Exercise details: All of the records listed below should be retyped exactly.
————
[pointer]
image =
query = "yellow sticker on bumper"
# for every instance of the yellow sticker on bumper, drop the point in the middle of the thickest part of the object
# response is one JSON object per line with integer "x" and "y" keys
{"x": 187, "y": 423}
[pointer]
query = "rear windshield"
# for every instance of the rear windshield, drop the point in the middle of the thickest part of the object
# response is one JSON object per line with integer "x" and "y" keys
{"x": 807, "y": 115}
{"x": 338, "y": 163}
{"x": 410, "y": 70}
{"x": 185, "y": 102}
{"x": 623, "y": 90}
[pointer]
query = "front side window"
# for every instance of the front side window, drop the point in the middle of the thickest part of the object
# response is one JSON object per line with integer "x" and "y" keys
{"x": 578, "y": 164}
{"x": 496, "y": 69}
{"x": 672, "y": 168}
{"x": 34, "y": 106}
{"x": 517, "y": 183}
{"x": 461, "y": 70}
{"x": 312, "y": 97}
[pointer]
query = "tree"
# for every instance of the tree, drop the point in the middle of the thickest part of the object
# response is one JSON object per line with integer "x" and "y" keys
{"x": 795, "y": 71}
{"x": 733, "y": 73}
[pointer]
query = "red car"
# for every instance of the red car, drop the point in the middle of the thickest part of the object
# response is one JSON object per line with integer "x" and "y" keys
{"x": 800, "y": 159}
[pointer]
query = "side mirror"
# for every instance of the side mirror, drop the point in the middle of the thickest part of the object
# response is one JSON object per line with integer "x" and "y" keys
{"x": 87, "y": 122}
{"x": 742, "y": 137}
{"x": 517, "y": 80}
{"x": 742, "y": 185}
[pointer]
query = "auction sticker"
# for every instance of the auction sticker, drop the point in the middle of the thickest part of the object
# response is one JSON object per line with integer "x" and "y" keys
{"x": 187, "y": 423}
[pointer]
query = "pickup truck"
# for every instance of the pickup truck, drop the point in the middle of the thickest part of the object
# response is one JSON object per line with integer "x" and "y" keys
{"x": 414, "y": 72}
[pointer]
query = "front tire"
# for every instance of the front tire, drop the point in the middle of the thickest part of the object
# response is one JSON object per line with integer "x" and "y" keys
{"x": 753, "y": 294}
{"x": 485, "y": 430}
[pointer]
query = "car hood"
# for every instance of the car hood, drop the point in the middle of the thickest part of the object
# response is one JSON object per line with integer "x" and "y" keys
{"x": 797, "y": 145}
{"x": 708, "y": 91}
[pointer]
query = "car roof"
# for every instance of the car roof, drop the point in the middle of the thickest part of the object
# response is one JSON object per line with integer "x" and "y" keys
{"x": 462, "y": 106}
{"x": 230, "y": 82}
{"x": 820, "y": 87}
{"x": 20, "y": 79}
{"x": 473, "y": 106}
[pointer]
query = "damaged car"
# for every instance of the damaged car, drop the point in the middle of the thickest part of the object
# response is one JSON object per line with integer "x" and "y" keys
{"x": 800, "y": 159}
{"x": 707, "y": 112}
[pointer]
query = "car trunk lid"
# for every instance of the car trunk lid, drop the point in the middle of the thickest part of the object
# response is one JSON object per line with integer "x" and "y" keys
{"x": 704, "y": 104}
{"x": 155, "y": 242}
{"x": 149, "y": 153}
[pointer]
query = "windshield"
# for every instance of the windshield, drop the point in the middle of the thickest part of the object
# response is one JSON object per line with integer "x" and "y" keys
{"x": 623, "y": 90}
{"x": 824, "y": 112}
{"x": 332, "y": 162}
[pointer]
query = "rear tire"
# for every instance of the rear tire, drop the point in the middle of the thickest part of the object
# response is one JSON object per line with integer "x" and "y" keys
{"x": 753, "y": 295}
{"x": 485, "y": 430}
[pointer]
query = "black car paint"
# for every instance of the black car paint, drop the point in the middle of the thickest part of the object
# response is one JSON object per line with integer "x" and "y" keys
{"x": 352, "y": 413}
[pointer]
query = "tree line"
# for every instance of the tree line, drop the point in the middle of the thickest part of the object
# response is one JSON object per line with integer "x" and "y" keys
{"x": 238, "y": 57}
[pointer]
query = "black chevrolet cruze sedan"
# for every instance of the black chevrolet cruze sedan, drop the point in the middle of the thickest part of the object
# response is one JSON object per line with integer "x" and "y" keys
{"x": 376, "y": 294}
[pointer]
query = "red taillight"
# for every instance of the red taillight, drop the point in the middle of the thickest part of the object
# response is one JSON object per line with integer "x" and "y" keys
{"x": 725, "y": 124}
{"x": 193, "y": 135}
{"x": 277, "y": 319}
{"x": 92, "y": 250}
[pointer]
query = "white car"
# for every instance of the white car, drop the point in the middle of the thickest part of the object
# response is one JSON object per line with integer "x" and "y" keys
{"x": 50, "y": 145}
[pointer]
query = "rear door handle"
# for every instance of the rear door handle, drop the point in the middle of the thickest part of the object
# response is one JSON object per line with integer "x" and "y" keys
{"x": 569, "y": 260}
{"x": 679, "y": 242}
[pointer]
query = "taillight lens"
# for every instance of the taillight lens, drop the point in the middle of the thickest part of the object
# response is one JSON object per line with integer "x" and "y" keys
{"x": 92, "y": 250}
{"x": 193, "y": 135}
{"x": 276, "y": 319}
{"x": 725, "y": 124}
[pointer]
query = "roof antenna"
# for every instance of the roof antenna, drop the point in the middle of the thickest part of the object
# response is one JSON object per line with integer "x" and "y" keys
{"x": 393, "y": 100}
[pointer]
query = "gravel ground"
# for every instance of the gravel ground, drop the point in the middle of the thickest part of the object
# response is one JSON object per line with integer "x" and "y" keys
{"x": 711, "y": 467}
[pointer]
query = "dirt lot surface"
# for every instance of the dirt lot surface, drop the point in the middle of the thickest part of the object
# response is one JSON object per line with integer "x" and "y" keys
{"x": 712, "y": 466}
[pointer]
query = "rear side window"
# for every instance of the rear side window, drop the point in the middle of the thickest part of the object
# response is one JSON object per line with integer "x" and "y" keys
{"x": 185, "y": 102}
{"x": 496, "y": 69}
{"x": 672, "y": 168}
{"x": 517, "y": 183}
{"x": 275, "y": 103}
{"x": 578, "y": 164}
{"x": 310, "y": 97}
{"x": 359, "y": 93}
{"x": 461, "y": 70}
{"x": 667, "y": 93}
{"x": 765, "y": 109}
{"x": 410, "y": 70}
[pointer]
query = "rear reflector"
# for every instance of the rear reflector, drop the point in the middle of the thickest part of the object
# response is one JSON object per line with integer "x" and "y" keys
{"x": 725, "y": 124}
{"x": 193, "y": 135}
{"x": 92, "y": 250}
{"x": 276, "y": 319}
————
Solution for this exercise:
[pointer]
image =
query = "yellow sticker on bumper"
# for every instance of the yellow sticker on bumper, drop the point in the middle of the thickest part of the object
# response is one JSON object per line with integer "x" and "y" keys
{"x": 187, "y": 423}
[pointer]
query = "rear windshield"
# for every instance of the rear windshield, drop the point in the middle of the thickest part of the object
# response is one JSON object per line with integer "x" and "y" keys
{"x": 807, "y": 115}
{"x": 338, "y": 163}
{"x": 410, "y": 70}
{"x": 185, "y": 102}
{"x": 623, "y": 90}
[pointer]
query = "front side window"
# for every instance of the front side window, drop the point in the middle of the thickest part of the object
# response is one JSON object per line with integer "x" and "y" keys
{"x": 578, "y": 164}
{"x": 496, "y": 69}
{"x": 672, "y": 168}
{"x": 34, "y": 106}
{"x": 517, "y": 183}
{"x": 461, "y": 70}
{"x": 312, "y": 97}
[pointer]
query = "tree"
# for every instance of the tree, drop the point in the middle of the thickest part of the object
# response is one JSON object per line with integer "x" and "y" keys
{"x": 795, "y": 71}
{"x": 733, "y": 73}
[pointer]
query = "red car"
# for every instance of the red car, drop the point in the middle of the thickest part of the object
# response is one JSON object per line with integer "x" and "y" keys
{"x": 800, "y": 159}
[pointer]
query = "side mirror"
# for every instance of the side mirror, drop the point in the middle of the thickest part of the object
# response is one JSON object per line with integer "x" and "y" keys
{"x": 87, "y": 122}
{"x": 742, "y": 137}
{"x": 517, "y": 80}
{"x": 742, "y": 185}
[pointer]
query = "auction sticker"
# for every instance of the auction sticker, drop the point in the middle of the thickest part of the object
# response is one JSON object per line with integer "x" and "y" keys
{"x": 187, "y": 423}
[pointer]
query = "pickup truck"
# for every instance of the pickup truck, drop the point in the middle of the thickest part of the object
# response is one JSON object per line with integer "x" and "y" keys
{"x": 414, "y": 72}
[pointer]
query = "front tire"
# for every instance of the front tire, drop the point in the middle of the thickest part of the object
# response is one JSON object per line with integer "x" and "y" keys
{"x": 753, "y": 294}
{"x": 485, "y": 430}
[pointer]
query = "car hood"
# for every instance of the car hood, drop the point in the middle of the thickest part of the object
# response is one JSON object per line with integer "x" and "y" keys
{"x": 797, "y": 145}
{"x": 708, "y": 91}
[pointer]
query = "car roof"
# for every instance of the car roof, drop the point in the middle of the thickest part of the object
# response is one JSON object per line with integer "x" and "y" keys
{"x": 462, "y": 106}
{"x": 230, "y": 82}
{"x": 820, "y": 87}
{"x": 20, "y": 79}
{"x": 473, "y": 106}
[pointer]
query = "damaged car"
# for every instance of the damaged car, drop the point in the middle of the thickest part of the object
# response is one JSON object per line with integer "x" and "y" keys
{"x": 800, "y": 159}
{"x": 707, "y": 112}
[pointer]
query = "car trunk lid"
# for every instance of the car trunk lid, drop the point in the middle of the thickest part of the object
# response is one JSON object per line with integer "x" and "y" keys
{"x": 704, "y": 104}
{"x": 155, "y": 242}
{"x": 149, "y": 153}
[pointer]
query = "windshield"
# for every instance of the windshield, drop the point in the middle of the thickest part of the object
# response is one JSON object per line with integer "x" and "y" keys
{"x": 623, "y": 90}
{"x": 824, "y": 112}
{"x": 332, "y": 162}
[pointer]
query = "rear tire"
# for every instance of the rear tire, drop the point in the middle of the thickest part of the object
# response is one JSON object per line with integer "x" and "y" keys
{"x": 753, "y": 295}
{"x": 485, "y": 430}
[pointer]
query = "black car paint"
# for every instance of the black car paint, drop the point in the middle of the thickest part of the object
# response is one JSON object per line with integer "x" and "y" keys
{"x": 352, "y": 413}
[pointer]
query = "tree line"
# for every instance of the tree line, drop the point in the middle of the thickest part of the object
# response is one JSON object per line with integer "x" and "y" keys
{"x": 238, "y": 57}
[pointer]
query = "black chevrolet cruze sedan"
# for every instance of the black chevrolet cruze sedan, drop the point in the middle of the thickest part of the object
# response is one JSON object per line with integer "x" and "y" keys
{"x": 376, "y": 294}
[pointer]
query = "red taillight"
# for every instance of the red taillight, drop the point in the middle of the thickest part of the object
# response is one JSON object per line with integer "x" and "y" keys
{"x": 725, "y": 124}
{"x": 193, "y": 135}
{"x": 277, "y": 319}
{"x": 92, "y": 250}
[pointer]
query = "white car"
# for every instance of the white car, drop the point in the middle of the thickest part of the object
# response is one JSON object per line with integer "x" and "y" keys
{"x": 50, "y": 145}
[pointer]
query = "rear door handle"
# for every instance of the rear door handle, drop the point in the middle of the thickest part of the object
# response is one JSON object per line with integer "x" and "y" keys
{"x": 569, "y": 260}
{"x": 679, "y": 242}
[pointer]
query = "taillight lens"
# for every instance of the taillight lens, drop the point in the middle of the thickest part of the object
# response is one JSON object per line with integer "x" and "y" keys
{"x": 92, "y": 250}
{"x": 193, "y": 135}
{"x": 276, "y": 319}
{"x": 725, "y": 124}
[pointer]
query = "roof antenna"
# for every instance of the roof antenna, drop the point in the middle of the thickest part of the object
# response is one JSON object per line with integer "x" and "y" keys
{"x": 393, "y": 100}
[pointer]
query = "gravel ground"
# for every instance of the gravel ground, drop the point in the middle of the thickest part of the object
# response is one JSON object per line with integer "x" and "y" keys
{"x": 711, "y": 467}
[pointer]
query = "dirt lot surface"
# for every instance of the dirt lot surface, drop the point in the middle of the thickest part of the object
# response is one JSON object per line with integer "x" and "y" keys
{"x": 712, "y": 466}
[pointer]
query = "rear side window"
# for every instance of the rear side window, drop the point in the middle of the thickest part of the object
# response is one JSON object per line with integer "x" and "y" keys
{"x": 185, "y": 102}
{"x": 496, "y": 69}
{"x": 672, "y": 168}
{"x": 517, "y": 183}
{"x": 275, "y": 103}
{"x": 578, "y": 164}
{"x": 310, "y": 97}
{"x": 359, "y": 93}
{"x": 461, "y": 70}
{"x": 667, "y": 93}
{"x": 765, "y": 109}
{"x": 410, "y": 70}
[pointer]
query = "rear reflector"
# for every instance of the rear reflector, drop the point in the middle of the thickest part of the object
# response is one JSON object per line with integer "x" and "y" keys
{"x": 725, "y": 124}
{"x": 193, "y": 135}
{"x": 92, "y": 250}
{"x": 276, "y": 319}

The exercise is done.